BEGIN Data for the task

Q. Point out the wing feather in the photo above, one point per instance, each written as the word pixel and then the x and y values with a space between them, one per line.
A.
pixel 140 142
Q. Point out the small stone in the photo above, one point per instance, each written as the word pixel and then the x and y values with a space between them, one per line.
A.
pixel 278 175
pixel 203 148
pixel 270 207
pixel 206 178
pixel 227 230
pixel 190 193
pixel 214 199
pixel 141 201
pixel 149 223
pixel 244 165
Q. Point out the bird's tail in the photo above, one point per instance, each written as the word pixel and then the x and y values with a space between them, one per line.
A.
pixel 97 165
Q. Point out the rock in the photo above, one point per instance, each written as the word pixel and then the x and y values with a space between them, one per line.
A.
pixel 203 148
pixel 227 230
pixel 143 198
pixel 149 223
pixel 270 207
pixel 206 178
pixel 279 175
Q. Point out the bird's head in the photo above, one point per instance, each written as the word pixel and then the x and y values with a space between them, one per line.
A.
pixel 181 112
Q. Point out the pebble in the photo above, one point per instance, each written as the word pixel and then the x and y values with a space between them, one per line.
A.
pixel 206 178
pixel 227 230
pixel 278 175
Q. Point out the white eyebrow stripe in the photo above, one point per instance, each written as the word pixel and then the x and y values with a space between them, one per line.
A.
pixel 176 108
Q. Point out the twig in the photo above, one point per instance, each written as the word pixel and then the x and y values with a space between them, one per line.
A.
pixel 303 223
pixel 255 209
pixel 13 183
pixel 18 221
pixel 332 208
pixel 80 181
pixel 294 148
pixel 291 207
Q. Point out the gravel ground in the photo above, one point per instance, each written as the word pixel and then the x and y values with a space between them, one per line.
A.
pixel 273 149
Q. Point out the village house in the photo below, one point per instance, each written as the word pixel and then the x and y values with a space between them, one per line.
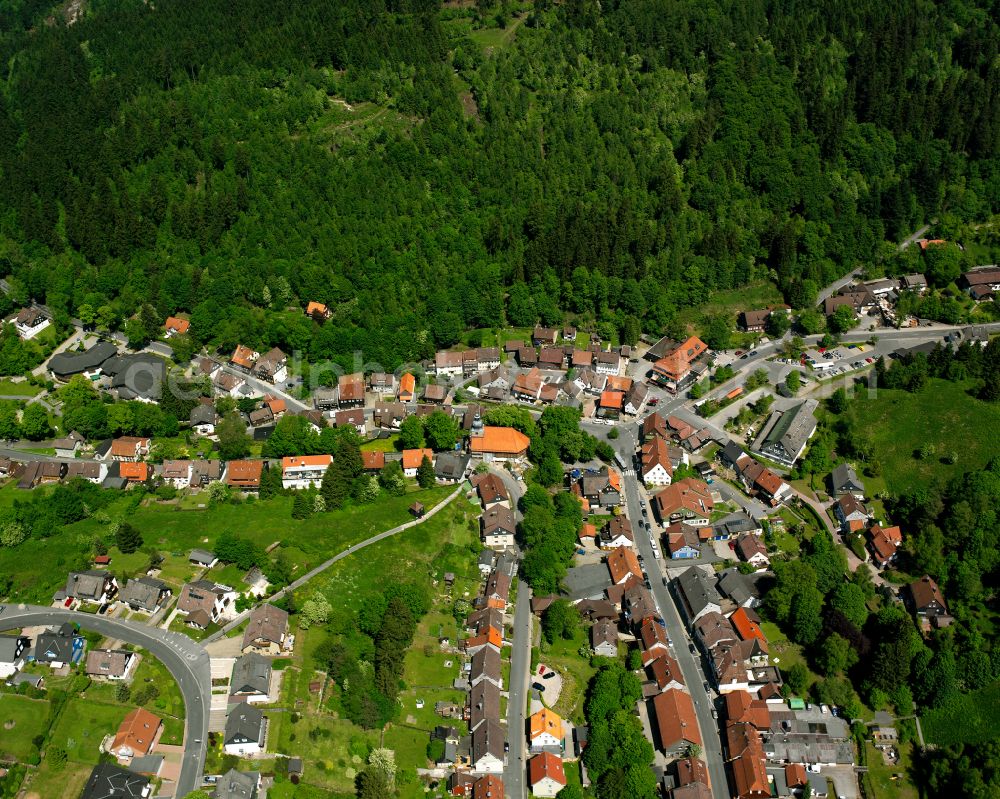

END Data for the task

§ The exercise:
Reproduce all of the records above word for word, leaving out the pictures.

§ Finished answer:
Q. Point out the wing feather in the photo above, one point per instance, each written as the word pixel and then the x and y values with a space between them, one per line.
A.
pixel 140 142
Q. Point out the small stone in the photo above, one point per instance, each written as the word pixel and then the x and y values with a space between them, one per line.
A.
pixel 278 175
pixel 203 148
pixel 270 207
pixel 206 178
pixel 227 230
pixel 190 193
pixel 214 199
pixel 141 201
pixel 149 223
pixel 244 165
Q. Point out the bird's tail in the photo above, one point per instance, each written as the word pixel and then the x and y values with a space between them, one per line.
A.
pixel 97 165
Q. Point out the rock in the photo above, one point per instance, each written as the word pixel and then the x and y values with a space between them, one per line.
A.
pixel 203 148
pixel 227 230
pixel 143 198
pixel 149 223
pixel 270 207
pixel 206 178
pixel 279 175
Q. Point out the bird's head in the photo above, one point per instance, each written as the word pixel and then the x and y values with a space between them, one per line.
A.
pixel 181 112
Q. Point out the pebble in the photo above, one point per instance, each written as the word pixel and then the x and y values with a space between them, one per line.
A.
pixel 206 178
pixel 227 230
pixel 278 175
Q. Point out the white eyebrow stripe in the photo above, one point per instance, each written as the word pixel and then the x and y values with a space between them, one per line.
A.
pixel 176 108
Q. Point out the twig in the photo above, one point per instance, each written as the word pixel and then the x and y values with a space between them, one per line.
A.
pixel 303 223
pixel 255 209
pixel 13 183
pixel 18 221
pixel 332 208
pixel 80 181
pixel 294 148
pixel 291 207
Q. Point out the gravel ground in the photo above, one point per instance, each written as the word pixel and then the x and y values with a space between them, one per line.
A.
pixel 273 149
Q. Point out the village house in the photo below, one point per instance, each written as the word pixel and then the x and y values with a space between them, one per line.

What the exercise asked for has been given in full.